> Условие задания
Ответьте, пожалуйста, на вопросы по тексту о сонете «Цифра 2».
(а) С какой птицей сравнивается цифра два во второй строке сонета?
(б) Какое число пифагорейцы считали числом мужчины?
(в) Что, согласно интерпретации в тексте, является предпосылкой и условием для творчества?

> Текст для чтения
Сонет «Цифра 2» наиболее наглядно проявляет специфику раздвоенности лирического субъекта Вилькиной. Данный сонет демонстрирует также ту эстетическую программу, которая заключена в образе раздвоенного субъекта.

Цифра 2

Средь чисел всех милей мне цифра — два.

То — лебедь белая средь темных знаков,

Цветок душистый средь поникших злаков,

На длинном теле сфинкса голова.

Земля и небо — оба естества —

В ней слиты тайной всех лучей и мраков.

Она — обетованье вечных браков,

И там, где дышит жизнь, она жива.

В ней таинство зачатья и порока,

В ней отдых от единого добра.

В ней веры и сомнения игра,

В ней пестрый шум и разноцветность рока.

Она — достойный образ божества,

Языческая лебедь — цифра два.

(Вилькина 1906, 26–27)

В моей интерпретации, сонет «Цифра 2» — это апофеоз женского творчества, так как раздвоенность является характеристикой сознания лирической героини и ее «женской натуры» и в то же время — предпосылкой и условием для творчества[287].

В сонете «Цифра 2» тема фемининности поднимается с помощью пифагорейской числовой символики, популярной среди поэтов, мыслителей и мистиков начала XX века (например, это В. Соловьев, Д. Мережковский, В. Иванов, П. Флоренский, З. Гиппиус). Пифагорейцы — в числе других — считали, что число 2 является числом женщины, в то время как 3 является числом мужчины. Для них число 2 символизирует множественность, причем число 3 является символом гармонии, так как оно состоит из единицы и диады-множественности (Boyer 1995, 90–91). Стремление символистов к преодолению дуализма во всех областях и сферах жизни, творчества, философии и метафизики вело их часто к подчеркиванию синтетического числа 3, которое они противопоставляли числу 2 и символизируемой им двойственности и раздвоенности. Интересно, что в сонете Вилькиной число 2 характеризуется как «милей всех», в то время как почти все другие писатели символизма стремились к возвеличиванию числа 3[288].

Записи с разметкой координат
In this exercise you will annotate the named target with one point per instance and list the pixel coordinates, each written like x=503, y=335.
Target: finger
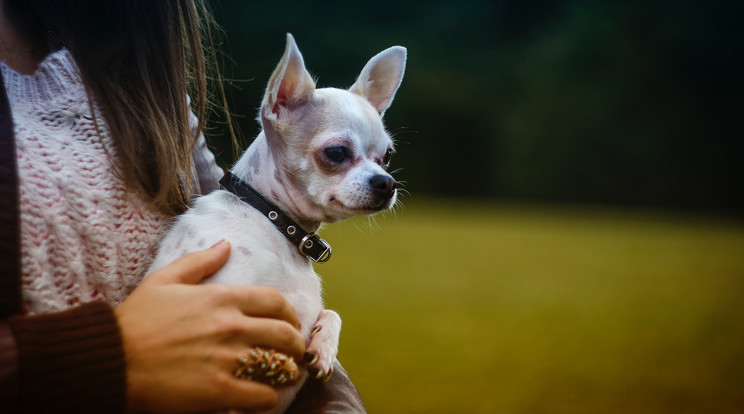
x=193, y=267
x=273, y=334
x=265, y=302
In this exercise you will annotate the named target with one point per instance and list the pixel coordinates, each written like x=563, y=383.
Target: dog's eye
x=387, y=157
x=337, y=154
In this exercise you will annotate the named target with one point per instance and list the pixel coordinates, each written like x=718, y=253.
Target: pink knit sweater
x=83, y=236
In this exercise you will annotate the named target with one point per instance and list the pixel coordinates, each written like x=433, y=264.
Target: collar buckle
x=315, y=248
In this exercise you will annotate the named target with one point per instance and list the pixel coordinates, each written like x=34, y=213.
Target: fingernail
x=220, y=244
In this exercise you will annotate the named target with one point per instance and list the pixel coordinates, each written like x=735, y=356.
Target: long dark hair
x=138, y=59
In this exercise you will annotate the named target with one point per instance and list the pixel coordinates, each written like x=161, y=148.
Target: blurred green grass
x=455, y=307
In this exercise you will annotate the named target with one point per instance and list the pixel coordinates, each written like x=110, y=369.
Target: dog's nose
x=383, y=185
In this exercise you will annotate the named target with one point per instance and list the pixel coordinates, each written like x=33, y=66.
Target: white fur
x=286, y=164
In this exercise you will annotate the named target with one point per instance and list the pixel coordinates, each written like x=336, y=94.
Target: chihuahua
x=322, y=156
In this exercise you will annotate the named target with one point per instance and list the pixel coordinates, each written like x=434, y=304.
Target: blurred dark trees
x=632, y=103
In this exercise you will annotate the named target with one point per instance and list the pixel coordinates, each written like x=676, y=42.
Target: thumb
x=193, y=267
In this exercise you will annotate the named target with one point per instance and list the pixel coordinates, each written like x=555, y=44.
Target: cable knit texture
x=83, y=236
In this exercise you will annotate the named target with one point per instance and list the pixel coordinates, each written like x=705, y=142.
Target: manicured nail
x=220, y=244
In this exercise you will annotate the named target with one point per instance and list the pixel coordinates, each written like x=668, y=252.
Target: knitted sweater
x=84, y=245
x=84, y=237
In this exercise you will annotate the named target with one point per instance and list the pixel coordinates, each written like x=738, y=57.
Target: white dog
x=322, y=157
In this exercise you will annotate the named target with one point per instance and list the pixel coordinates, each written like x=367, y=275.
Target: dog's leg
x=323, y=344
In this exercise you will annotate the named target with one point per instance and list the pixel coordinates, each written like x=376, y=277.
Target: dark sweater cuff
x=71, y=361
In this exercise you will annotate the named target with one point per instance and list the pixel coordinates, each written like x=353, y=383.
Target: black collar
x=309, y=244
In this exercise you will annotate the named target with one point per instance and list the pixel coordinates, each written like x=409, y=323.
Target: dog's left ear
x=381, y=78
x=289, y=85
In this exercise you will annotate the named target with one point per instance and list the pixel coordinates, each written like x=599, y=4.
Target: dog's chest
x=260, y=254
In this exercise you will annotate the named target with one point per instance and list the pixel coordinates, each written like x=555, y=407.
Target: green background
x=570, y=238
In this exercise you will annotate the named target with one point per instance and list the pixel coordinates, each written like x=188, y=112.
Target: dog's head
x=331, y=142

> Результат выполнения
(а) С белой лебедью.
(б) Число 3.
(в) Раздвоенность.